▶ **Exercise**:
Would you copy only the lines below, beginning with the one that contains "Category: horse neck" and running through the last entry line?

* begin The input *

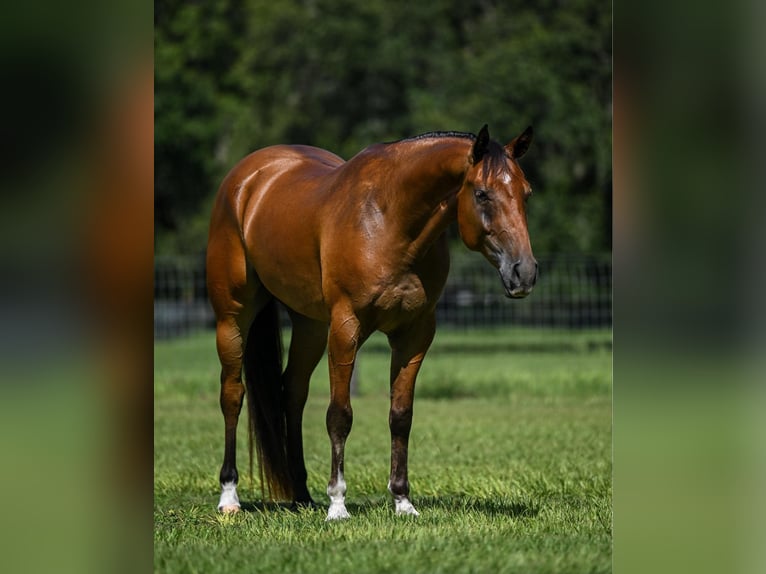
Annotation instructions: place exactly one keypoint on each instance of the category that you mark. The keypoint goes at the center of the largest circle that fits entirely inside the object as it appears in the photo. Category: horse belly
(400, 303)
(284, 253)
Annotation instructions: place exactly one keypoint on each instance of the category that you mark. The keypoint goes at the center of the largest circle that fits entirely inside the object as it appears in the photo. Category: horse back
(270, 205)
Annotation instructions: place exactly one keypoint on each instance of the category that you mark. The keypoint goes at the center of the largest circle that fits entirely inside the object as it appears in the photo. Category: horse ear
(520, 144)
(480, 145)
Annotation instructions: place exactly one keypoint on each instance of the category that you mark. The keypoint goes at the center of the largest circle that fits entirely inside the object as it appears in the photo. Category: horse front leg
(409, 347)
(342, 346)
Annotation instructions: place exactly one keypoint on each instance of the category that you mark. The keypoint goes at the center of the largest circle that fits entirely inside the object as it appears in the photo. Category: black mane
(494, 158)
(429, 135)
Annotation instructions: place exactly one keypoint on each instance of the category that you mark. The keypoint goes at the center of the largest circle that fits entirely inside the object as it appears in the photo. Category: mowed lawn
(510, 464)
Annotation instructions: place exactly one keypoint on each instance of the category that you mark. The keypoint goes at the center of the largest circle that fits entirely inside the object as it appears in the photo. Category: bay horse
(348, 247)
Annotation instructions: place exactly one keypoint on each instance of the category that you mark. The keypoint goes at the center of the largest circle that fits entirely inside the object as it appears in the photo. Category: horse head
(491, 210)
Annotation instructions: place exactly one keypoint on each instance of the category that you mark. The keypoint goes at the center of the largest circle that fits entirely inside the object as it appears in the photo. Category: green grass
(510, 464)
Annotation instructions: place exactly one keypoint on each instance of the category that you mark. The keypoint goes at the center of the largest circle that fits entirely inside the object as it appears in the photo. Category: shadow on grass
(451, 504)
(486, 506)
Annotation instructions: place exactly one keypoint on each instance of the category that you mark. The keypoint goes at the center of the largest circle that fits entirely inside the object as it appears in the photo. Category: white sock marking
(229, 501)
(403, 504)
(337, 496)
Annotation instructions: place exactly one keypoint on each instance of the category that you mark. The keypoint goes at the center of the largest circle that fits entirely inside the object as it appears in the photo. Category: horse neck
(429, 176)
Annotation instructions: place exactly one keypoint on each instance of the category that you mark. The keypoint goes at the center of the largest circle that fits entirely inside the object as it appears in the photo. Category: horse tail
(267, 427)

* end The input *

▶ **Answer to the problem**:
Annotation instructions: place exactly one keypoint on each instance of the category that you mark. The keypoint goes at the center of the largest circle that fits entirely inside the object as it appears in the photo. Category: horse neck
(429, 176)
Annotation instructions: place exactly one keypoint on each instance of the category that you mark. The keypoint goes at the center of the largest circle that fits entirely inside the object as it appears in the photo. Category: horse tail
(267, 427)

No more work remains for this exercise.